### Exercise details
Update the rows below so that every "rough mask" becomes "coarse mask", and keep everything else unchanged.

(Stored data)
· · · · · · ·

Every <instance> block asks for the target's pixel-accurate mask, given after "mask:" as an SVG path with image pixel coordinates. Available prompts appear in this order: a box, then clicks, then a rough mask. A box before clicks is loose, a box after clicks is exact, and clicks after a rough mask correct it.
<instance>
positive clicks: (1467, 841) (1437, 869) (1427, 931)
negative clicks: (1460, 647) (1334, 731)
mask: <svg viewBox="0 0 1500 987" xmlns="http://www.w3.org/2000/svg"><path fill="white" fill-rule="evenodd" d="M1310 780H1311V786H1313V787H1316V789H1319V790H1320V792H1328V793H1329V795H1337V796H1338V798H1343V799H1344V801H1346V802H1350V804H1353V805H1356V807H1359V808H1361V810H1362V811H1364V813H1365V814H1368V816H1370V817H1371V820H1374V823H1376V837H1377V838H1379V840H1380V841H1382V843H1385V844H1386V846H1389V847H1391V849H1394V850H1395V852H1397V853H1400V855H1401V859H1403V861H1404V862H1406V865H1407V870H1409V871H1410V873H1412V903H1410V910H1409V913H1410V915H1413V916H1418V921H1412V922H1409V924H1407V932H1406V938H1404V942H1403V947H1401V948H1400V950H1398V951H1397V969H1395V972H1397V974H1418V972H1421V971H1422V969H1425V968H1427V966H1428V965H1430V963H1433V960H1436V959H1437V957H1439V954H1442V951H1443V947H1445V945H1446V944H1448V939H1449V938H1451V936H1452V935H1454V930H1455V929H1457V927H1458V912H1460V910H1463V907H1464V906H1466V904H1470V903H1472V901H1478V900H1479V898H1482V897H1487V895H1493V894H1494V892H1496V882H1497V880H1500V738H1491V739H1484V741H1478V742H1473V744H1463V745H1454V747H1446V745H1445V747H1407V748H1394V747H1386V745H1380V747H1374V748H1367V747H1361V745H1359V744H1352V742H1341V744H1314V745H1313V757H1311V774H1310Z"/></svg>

· · · · · · ·

### Exercise answer
Every <instance> block asks for the target's pixel-accurate mask, given after "mask:" as an SVG path with image pixel coordinates. Available prompts appear in this order: a box, then clicks, then a coarse mask. A box before clicks is loose, a box after clicks is exact, and clicks after a coarse mask correct it.
<instance>
positive clicks: (1467, 841) (1437, 869) (1427, 931)
negative clicks: (1460, 647) (1334, 731)
mask: <svg viewBox="0 0 1500 987" xmlns="http://www.w3.org/2000/svg"><path fill="white" fill-rule="evenodd" d="M1310 780H1311V786H1313V787H1316V789H1319V790H1320V792H1328V793H1329V795H1337V796H1338V798H1343V799H1344V801H1346V802H1350V804H1353V805H1356V807H1359V808H1361V810H1362V811H1364V813H1365V814H1368V816H1370V817H1371V820H1374V823H1376V837H1377V838H1379V840H1380V841H1382V843H1385V844H1386V846H1389V847H1391V849H1394V850H1395V852H1397V853H1400V855H1401V859H1403V861H1404V862H1406V865H1407V870H1409V871H1410V873H1412V903H1410V910H1409V913H1410V915H1413V916H1418V921H1412V922H1409V924H1407V932H1406V938H1404V942H1403V947H1401V948H1400V950H1398V951H1397V969H1395V972H1397V974H1418V972H1421V971H1422V969H1425V968H1427V966H1428V965H1430V963H1433V960H1436V959H1437V957H1439V954H1442V951H1443V947H1445V945H1446V944H1448V939H1449V938H1451V936H1452V935H1454V930H1455V929H1457V927H1458V912H1460V910H1463V907H1464V906H1466V904H1470V903H1472V901H1478V900H1479V898H1482V897H1487V895H1493V894H1494V892H1496V882H1497V880H1500V738H1491V739H1484V741H1478V742H1473V744H1463V745H1454V747H1446V745H1445V747H1407V748H1394V747H1386V745H1380V747H1374V748H1367V747H1361V745H1359V744H1352V742H1341V744H1314V745H1313V757H1311V774H1310Z"/></svg>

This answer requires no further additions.